Cricket has got it pretty much spot on but football has made a mess of it – VAR
OK the English cricket season is now over so I’ll take a bit more interest in football and on this occasion the shambles VAR has become; well it always has been since they brought it in!
The disallowed Liverpool goal against Spurs yesterday was criminal as VAR said it was offside when it clearly was NOT! VAR is there to correct refereeing mistakes not to endorse such mistakes but there’s a pattern to this as football has never really got VAR right in my view.
The decision should always be the referee’s with VAR being there to assist. Sounds simple doesn’t it, so why is it that a straight forward simple process keeps going wrong?
I have no love for those who run English cricket as they’ve seemingly been doing all they can over the last 30 years or so to kill the game off via far too much of it only being available via pay-per-view TV (often without even highlights on free to view TV), inflexible central contracts for the best players meaning they hardly ever turn out for their home county team and that damned 100 competition. However, one thing they’ve got pretty much right and I give them credit for is the use of video reviews. OK it’s a totally different game to football but surely there are some pointers within what cricket does which could help our football leaders put right the mess that is VAR.

(Items drawn from a dataset)
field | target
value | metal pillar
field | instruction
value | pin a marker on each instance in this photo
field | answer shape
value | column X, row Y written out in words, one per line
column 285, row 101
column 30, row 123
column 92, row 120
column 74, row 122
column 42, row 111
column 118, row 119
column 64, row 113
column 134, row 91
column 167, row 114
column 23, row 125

_EXERCISE REQUIREMENTS_
[1] Decide whether each statement agrees with the blog post about VAR, answering yes or no and quoting the deciding words: (a) The writer says the English cricket season has ended. (b) The writer agrees that the disallowed Liverpool goal against Spurs was offside. (c) The writer gives credit to those who run English cricket for their use of video reviews.
[2] In the blog post about VAR, whose decision does the writer say it should always be?
[3] Carry the blog post about VAR forward from its final sentence.
The records come from a separate source.

_ANSWER SET_
[1]
(a) Yes: "OK the English cricket season is now over"
(b) No: "VAR said it was offside when it clearly was NOT!"
(c) Yes: "one thing they’ve got pretty much right and I give them credit for is the use of video reviews"

[2] The referee's, with VAR there to assist.

[3]
I’d stick with the referee making the decisions but give each team what in effect would be a number of appeals, say 3 in each half against the ref’s decision. If the appeal shows the ref was wrong then fine change the decision and the team keeps 3 appeals for that half. If a team appeals and the ref was right the team loses an appeal. Yes of course some hot-heads would use their 3 appeals up in the first 10 minutes of a half but they'd soon learn to be more circumspect before demanding a VAR review.
There’s also some situations where the ref would like VAR help as they had not fully seen it or found it hard to judge a matter. So I’d say the ref’s can call for a VAR check. I’d stop automatic VAR checks and leave it to teams appealing against the ref’s decision or the ref asking for a review.
Trouble is if the review of VAR videos fails then it all falls apart anyway as Liverpool found out yesterday.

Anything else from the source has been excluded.